Data for processing:
● ● ● ● ● ● ●

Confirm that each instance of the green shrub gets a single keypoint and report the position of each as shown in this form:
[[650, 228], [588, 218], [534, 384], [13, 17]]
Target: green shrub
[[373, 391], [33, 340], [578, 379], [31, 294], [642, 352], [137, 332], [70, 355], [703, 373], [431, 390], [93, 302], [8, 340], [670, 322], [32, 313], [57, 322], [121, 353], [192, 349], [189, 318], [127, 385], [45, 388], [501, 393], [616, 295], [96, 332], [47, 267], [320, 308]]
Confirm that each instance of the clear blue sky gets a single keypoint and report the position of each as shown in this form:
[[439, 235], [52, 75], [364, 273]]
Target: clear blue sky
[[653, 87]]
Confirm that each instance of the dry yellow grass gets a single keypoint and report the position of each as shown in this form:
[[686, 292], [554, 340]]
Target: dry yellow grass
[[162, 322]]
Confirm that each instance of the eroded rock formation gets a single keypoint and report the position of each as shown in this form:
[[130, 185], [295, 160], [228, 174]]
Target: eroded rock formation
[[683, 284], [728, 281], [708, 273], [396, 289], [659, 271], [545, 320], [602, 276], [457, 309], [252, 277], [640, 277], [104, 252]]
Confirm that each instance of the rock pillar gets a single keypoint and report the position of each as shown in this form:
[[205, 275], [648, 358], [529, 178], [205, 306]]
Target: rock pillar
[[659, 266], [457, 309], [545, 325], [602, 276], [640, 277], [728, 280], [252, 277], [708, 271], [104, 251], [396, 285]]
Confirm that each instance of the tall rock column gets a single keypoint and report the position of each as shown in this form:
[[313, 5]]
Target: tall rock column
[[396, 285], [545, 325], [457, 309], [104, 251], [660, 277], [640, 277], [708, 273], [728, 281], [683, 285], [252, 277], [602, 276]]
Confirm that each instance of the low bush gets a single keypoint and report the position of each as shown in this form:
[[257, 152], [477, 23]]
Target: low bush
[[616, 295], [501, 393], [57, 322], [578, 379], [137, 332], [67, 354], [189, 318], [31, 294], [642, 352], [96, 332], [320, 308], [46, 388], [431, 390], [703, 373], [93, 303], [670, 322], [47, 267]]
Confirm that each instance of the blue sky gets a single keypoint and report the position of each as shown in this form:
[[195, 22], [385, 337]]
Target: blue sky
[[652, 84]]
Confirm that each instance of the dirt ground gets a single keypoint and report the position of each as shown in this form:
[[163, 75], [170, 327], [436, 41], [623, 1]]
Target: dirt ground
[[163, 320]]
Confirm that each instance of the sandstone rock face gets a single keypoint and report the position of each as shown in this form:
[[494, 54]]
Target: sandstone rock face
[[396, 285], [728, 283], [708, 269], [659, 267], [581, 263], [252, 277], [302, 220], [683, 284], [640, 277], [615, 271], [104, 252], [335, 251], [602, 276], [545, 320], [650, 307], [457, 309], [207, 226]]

● ● ● ● ● ● ●

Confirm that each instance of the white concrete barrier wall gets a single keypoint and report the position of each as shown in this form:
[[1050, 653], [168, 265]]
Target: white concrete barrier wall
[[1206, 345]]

● ● ● ● ● ● ●

Copy out the lines of the records from the line with "Confirm that each instance of the blue" up to and including the line with "[[652, 84]]".

Confirm that each instance of the blue sky gets a single keypoint and report the position of each as shown in this form:
[[195, 22], [385, 337]]
Target: blue sky
[[652, 84]]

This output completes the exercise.